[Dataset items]
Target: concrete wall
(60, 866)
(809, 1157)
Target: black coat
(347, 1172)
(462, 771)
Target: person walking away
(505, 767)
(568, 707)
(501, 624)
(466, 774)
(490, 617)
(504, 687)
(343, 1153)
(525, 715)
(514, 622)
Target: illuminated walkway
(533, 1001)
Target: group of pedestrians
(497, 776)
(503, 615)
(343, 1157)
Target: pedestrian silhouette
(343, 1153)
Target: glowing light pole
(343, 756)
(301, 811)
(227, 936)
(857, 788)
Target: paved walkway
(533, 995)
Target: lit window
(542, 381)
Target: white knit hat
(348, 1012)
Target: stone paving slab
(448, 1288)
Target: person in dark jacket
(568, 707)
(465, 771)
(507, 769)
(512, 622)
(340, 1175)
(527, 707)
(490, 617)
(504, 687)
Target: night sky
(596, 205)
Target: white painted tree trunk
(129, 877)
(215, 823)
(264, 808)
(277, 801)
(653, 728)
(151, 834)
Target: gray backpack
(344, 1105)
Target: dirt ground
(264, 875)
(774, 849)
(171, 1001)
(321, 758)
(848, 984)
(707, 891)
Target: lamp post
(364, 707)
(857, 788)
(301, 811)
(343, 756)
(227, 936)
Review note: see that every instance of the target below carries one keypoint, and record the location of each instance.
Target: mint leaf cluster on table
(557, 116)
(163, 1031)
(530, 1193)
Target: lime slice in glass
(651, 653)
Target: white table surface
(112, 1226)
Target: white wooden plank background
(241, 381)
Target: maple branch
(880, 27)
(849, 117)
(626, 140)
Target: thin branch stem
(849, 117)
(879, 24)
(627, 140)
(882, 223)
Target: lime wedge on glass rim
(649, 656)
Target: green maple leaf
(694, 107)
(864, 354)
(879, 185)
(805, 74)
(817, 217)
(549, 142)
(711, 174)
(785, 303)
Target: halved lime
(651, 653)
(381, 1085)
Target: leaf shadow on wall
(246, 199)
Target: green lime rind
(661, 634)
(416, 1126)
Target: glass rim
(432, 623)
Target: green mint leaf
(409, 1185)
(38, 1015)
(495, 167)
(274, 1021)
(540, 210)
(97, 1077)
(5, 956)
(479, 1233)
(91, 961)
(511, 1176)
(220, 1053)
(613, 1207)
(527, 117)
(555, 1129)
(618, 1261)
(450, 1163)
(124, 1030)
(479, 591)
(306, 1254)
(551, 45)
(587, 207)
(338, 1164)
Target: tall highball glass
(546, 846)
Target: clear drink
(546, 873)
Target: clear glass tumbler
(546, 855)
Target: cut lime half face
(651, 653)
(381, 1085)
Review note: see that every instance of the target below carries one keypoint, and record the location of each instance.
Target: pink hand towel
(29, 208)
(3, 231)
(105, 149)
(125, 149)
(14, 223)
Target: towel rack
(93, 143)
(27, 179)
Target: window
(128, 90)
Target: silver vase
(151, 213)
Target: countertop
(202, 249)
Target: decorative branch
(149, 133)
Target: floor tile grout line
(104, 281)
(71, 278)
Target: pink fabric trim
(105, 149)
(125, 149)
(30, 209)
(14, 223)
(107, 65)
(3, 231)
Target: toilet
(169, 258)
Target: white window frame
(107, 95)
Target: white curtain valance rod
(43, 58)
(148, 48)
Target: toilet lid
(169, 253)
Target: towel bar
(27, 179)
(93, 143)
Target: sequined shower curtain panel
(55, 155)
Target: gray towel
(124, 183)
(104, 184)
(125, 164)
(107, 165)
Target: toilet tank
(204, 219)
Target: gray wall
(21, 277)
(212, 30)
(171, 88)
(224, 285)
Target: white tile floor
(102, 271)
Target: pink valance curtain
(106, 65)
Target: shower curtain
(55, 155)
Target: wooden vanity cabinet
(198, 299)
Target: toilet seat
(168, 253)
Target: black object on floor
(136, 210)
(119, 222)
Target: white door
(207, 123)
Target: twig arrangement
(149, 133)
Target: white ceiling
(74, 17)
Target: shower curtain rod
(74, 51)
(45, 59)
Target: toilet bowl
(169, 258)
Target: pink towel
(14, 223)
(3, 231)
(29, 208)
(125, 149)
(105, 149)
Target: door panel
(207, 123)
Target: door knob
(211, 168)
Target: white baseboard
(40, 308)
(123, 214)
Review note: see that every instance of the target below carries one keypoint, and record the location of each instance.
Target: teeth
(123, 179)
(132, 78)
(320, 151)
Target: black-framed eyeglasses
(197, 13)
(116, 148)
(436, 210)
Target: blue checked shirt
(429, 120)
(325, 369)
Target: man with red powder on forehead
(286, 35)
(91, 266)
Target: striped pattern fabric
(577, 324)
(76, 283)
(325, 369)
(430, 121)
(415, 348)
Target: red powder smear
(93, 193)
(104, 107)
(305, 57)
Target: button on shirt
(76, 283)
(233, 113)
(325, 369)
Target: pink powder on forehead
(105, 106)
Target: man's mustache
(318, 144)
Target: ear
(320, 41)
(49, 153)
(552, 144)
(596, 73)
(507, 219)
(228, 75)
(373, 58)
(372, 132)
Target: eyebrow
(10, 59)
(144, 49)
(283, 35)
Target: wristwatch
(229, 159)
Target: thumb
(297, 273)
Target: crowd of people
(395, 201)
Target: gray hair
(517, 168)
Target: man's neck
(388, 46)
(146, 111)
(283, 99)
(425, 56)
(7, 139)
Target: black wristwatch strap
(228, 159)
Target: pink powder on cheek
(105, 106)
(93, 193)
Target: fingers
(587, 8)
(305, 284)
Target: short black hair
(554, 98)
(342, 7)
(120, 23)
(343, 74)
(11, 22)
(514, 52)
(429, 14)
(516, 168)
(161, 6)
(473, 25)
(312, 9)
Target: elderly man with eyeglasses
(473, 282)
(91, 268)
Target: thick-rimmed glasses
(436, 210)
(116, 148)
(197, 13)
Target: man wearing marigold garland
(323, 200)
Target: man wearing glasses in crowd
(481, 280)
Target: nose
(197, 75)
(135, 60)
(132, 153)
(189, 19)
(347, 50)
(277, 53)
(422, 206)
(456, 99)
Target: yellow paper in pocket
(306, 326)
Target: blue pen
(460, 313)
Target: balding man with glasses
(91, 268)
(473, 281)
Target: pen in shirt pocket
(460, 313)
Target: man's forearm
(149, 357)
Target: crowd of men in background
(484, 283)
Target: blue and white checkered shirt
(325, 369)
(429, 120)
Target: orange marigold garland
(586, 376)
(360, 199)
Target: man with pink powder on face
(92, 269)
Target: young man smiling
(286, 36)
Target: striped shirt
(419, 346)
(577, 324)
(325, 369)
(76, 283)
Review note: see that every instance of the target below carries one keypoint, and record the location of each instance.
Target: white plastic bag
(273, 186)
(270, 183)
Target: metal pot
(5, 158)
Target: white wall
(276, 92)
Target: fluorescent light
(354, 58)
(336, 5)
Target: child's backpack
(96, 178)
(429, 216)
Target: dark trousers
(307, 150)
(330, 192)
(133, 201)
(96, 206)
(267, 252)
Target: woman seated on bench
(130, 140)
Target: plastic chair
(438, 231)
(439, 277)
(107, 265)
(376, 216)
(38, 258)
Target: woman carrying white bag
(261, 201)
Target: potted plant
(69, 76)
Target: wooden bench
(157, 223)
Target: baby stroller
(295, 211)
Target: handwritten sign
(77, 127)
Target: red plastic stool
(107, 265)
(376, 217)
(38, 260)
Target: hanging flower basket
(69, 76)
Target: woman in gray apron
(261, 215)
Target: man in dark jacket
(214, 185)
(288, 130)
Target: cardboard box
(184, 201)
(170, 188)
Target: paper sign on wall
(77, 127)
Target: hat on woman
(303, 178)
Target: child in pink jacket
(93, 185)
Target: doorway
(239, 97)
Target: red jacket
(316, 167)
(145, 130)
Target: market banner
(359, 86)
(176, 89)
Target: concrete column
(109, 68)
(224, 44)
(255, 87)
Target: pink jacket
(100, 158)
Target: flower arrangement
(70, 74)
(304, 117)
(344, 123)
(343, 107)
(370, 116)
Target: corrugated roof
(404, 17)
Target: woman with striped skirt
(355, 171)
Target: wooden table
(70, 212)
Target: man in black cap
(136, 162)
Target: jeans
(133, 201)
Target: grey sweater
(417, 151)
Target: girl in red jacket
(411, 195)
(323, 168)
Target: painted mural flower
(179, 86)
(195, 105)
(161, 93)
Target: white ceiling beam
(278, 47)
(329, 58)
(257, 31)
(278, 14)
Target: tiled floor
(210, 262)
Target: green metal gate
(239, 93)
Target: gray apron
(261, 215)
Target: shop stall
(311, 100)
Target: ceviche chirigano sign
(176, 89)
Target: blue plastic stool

● **Problem to work on**
Repeat word for word the lines running from the line containing "Target: girl in red jacket" to the end of the entries above, inclusive.

● **Expected answer**
Target: girl in red jacket
(411, 195)
(323, 168)
Target: painted mural flower
(179, 86)
(195, 105)
(161, 93)
Target: white ceiling beam
(278, 47)
(329, 58)
(257, 31)
(278, 14)
Target: tiled floor
(210, 262)
Target: green metal gate
(239, 93)
Target: gray apron
(261, 215)
Target: shop stall
(311, 100)
Target: ceviche chirigano sign
(176, 89)
Target: blue plastic stool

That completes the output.